* TASK MATERIAL
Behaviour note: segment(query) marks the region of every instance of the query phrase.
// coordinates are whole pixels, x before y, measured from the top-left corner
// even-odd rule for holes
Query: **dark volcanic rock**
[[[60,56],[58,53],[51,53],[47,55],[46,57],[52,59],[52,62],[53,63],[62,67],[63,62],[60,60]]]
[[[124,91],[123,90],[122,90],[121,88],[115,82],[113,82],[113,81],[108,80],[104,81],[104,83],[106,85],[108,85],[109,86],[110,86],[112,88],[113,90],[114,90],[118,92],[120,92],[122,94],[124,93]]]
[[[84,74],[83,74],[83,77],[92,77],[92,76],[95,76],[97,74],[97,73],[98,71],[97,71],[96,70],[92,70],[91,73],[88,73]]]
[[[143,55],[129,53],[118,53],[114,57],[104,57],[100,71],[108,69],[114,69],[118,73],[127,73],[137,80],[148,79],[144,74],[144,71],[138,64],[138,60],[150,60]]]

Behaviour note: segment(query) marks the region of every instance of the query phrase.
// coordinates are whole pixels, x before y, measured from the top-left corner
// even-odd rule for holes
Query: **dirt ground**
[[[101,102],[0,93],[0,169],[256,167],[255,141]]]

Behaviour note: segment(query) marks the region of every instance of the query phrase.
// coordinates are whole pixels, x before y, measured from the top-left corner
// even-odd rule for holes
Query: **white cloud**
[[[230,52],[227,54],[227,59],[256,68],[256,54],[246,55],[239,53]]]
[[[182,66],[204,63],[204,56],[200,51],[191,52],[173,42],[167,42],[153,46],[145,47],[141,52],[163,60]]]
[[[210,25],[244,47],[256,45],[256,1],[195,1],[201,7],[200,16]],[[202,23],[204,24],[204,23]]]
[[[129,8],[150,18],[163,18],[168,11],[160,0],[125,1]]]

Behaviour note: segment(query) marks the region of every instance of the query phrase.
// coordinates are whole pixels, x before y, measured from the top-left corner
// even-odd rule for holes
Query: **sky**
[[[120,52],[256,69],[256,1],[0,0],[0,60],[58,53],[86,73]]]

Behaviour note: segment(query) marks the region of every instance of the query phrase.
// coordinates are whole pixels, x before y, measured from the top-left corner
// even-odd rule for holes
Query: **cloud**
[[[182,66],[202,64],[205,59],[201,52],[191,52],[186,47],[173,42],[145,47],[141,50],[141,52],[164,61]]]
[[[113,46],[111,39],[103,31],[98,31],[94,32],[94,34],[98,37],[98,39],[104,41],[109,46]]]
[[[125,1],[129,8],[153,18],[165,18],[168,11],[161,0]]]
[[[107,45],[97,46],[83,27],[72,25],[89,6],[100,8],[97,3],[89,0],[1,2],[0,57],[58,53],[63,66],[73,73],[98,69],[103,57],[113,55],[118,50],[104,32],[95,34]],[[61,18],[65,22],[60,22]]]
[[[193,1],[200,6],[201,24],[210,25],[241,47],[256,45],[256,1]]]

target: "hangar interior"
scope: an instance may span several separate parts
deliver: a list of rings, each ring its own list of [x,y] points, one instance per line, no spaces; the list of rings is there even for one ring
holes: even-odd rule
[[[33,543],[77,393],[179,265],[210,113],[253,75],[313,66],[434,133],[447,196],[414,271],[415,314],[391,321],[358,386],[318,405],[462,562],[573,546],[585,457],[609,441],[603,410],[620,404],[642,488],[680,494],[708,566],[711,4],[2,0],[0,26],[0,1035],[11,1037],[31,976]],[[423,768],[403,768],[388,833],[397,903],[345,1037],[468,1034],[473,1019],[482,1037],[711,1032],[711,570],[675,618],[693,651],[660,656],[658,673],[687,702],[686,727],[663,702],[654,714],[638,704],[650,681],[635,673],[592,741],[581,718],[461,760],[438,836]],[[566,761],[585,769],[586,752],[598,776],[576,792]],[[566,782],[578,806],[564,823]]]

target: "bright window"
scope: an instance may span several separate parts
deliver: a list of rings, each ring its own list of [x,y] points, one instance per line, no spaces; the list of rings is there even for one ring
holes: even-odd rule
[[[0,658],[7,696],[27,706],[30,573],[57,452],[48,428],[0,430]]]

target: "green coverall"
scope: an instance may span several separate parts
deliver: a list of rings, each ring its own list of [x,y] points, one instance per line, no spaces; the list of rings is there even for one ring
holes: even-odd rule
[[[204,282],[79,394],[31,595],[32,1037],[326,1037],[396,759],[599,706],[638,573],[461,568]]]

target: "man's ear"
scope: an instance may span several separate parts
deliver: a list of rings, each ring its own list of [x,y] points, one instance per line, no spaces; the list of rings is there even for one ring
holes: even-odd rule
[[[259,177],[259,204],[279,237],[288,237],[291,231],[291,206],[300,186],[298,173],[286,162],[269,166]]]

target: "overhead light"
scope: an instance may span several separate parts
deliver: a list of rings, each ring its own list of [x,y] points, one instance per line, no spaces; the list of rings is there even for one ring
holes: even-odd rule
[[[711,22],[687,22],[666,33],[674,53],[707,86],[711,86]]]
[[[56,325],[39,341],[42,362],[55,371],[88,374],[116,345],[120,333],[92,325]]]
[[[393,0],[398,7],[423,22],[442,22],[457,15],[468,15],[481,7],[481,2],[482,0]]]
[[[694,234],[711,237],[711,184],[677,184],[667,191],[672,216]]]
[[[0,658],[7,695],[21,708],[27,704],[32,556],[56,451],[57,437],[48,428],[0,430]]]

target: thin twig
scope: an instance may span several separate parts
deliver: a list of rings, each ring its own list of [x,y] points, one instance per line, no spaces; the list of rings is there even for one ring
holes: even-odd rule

* WHAT IS REQUIRED
Rewrite every line of the items above as a JSON list of strings, one string per line, leaving out blank lines.

* SOLUTION TO THIS EXERCISE
[
  "Behaviour note: segment(query) marks the region of every instance of the query phrase.",
  "// coordinates are whole pixels, x before y, measured from the top-left corner",
  "// even-odd rule for holes",
  "Query: **dark volcanic rock**",
  "[[[60,56],[58,53],[51,53],[47,55],[46,57],[52,59],[52,62],[53,63],[62,67],[63,62],[60,60]]]",
  "[[[124,91],[123,90],[122,90],[121,88],[115,82],[113,82],[113,81],[108,80],[104,81],[104,83],[106,85],[108,85],[109,86],[110,86],[112,88],[113,90],[114,90],[118,92],[120,92],[122,94],[124,93]]]",
  "[[[84,74],[83,74],[83,77],[92,77],[92,76],[95,76],[97,74],[97,73],[98,71],[97,71],[96,70],[92,70],[91,73],[88,73]]]",
  "[[[143,55],[129,53],[118,53],[114,57],[104,57],[100,71],[108,69],[114,69],[118,73],[127,73],[137,80],[148,79],[144,74],[144,71],[138,64],[138,60],[150,60]]]",
  "Behaviour note: segment(query) marks the region of every instance of the query phrase.",
  "// coordinates are whole pixels, x before y, measured from the top-left corner",
  "// even-odd rule for holes",
  "Query: **dirt ground**",
  "[[[101,102],[0,93],[0,169],[256,167],[255,141]]]",
  "Behaviour note: segment(query) marks the region of every instance of the query phrase.",
  "// coordinates are whole pixels, x before y, measured from the top-left corner",
  "// even-odd rule for holes",
  "Query: **white cloud**",
  "[[[230,52],[227,54],[227,59],[256,68],[256,54],[246,55],[239,53]]]",
  "[[[182,66],[204,63],[204,56],[200,51],[191,52],[173,42],[167,42],[153,46],[145,47],[141,52],[163,60]]]",
  "[[[210,25],[244,47],[256,45],[256,1],[195,1],[201,7],[200,16]],[[202,23],[204,24],[204,23]]]",
  "[[[129,8],[150,18],[163,18],[168,11],[160,0],[125,1]]]",
  "Behaviour note: segment(query) marks the region of every instance of the query phrase.",
  "// coordinates are whole pixels, x before y, measured from the top-left corner",
  "// even-odd rule for holes",
  "Query: **sky**",
  "[[[120,52],[256,69],[256,1],[0,0],[0,60],[58,53],[86,73]]]",
  "Behaviour note: segment(query) marks the region of every instance of the query phrase.",
  "// coordinates are whole pixels, x before y, measured from the top-left corner",
  "// even-odd rule for holes",
  "Query: **cloud**",
  "[[[182,66],[202,64],[205,59],[201,52],[191,52],[186,47],[173,42],[145,47],[141,50],[141,52],[164,61]]]",
  "[[[113,46],[111,39],[103,31],[98,31],[94,32],[94,34],[98,37],[98,39],[104,41],[109,46]]]",
  "[[[125,1],[129,8],[153,18],[165,18],[168,11],[161,0]]]",
  "[[[107,45],[97,46],[83,27],[72,25],[89,6],[100,8],[97,3],[89,0],[1,2],[0,57],[58,53],[63,66],[73,73],[98,69],[103,57],[113,55],[118,50],[104,32],[95,34]],[[61,18],[65,22],[60,22]]]",
  "[[[193,1],[200,6],[201,24],[210,25],[241,47],[256,45],[256,1]]]",
  "target: \"hangar interior\"",
  "scope: an instance may span several separate parts",
  "deliver: a list of rings, each ring its own list of [x,y] points, one instance per line, no spaces; the list of rings is there even for one ring",
  "holes: even-odd rule",
  "[[[33,543],[77,393],[179,265],[210,113],[253,75],[313,66],[434,133],[447,196],[414,271],[415,314],[391,321],[358,386],[318,405],[462,562],[573,546],[585,457],[609,441],[603,410],[620,404],[642,488],[680,494],[708,566],[711,4],[2,0],[0,26],[0,1035],[11,1037],[31,976]],[[423,768],[403,768],[388,833],[397,903],[345,1037],[468,1034],[473,1019],[482,1037],[711,1032],[711,570],[675,618],[693,651],[660,656],[658,673],[687,702],[686,727],[663,702],[654,714],[638,704],[650,681],[635,673],[592,741],[581,718],[461,760],[438,836]],[[566,761],[585,769],[586,752],[598,776],[576,792]],[[566,782],[578,806],[564,823]]]",
  "target: \"bright window\"",
  "scope: an instance may span several separate parts",
  "deliver: a list of rings, each ring its own list of [x,y] points, one instance per line, no spaces; the list of rings is there even for one ring",
  "holes: even-odd rule",
  "[[[0,658],[7,696],[27,706],[30,573],[57,452],[48,428],[0,430]]]",
  "target: \"green coverall\"",
  "scope: an instance may span several separate parts",
  "deliver: a list of rings, each ring its own list of [x,y] points, one instance per line, no spaces; the list of rings is there even for one ring",
  "holes: even-odd rule",
  "[[[204,282],[79,394],[31,595],[32,1037],[326,1037],[396,759],[599,706],[638,573],[461,568]]]",
  "target: \"man's ear\"",
  "scope: an instance may span several separate parts",
  "deliver: a list of rings, each ring its own list of [x,y] points, one instance per line, no spaces; the list of rings is there even for one ring",
  "holes: even-odd rule",
  "[[[259,177],[259,204],[279,237],[288,237],[291,231],[291,206],[300,186],[298,173],[286,162],[269,166]]]",
  "target: \"overhead light\"",
  "scope: an instance may span several separate parts",
  "deliver: a list of rings, each ring its own list of [x,y] points, one instance per line, no spaces; the list of rings is there even for one ring",
  "holes: even-odd rule",
  "[[[711,22],[687,22],[666,33],[674,53],[707,86],[711,86]]]",
  "[[[56,325],[39,341],[42,362],[55,371],[88,374],[116,345],[120,333],[92,325]]]",
  "[[[393,0],[398,7],[423,22],[442,22],[457,15],[468,15],[481,7],[481,2],[482,0]]]",
  "[[[694,234],[711,237],[711,184],[677,184],[667,191],[672,216]]]",
  "[[[0,658],[7,695],[21,708],[27,704],[32,556],[56,451],[57,437],[48,428],[0,430]]]",
  "target: thin twig",
  "scope: an instance may span several separate parts",
  "deliver: a list of rings, each ring its own list of [x,y] points, one instance per line, no spaces; the list of rings is there even for one ring",
  "holes: even-odd rule"
]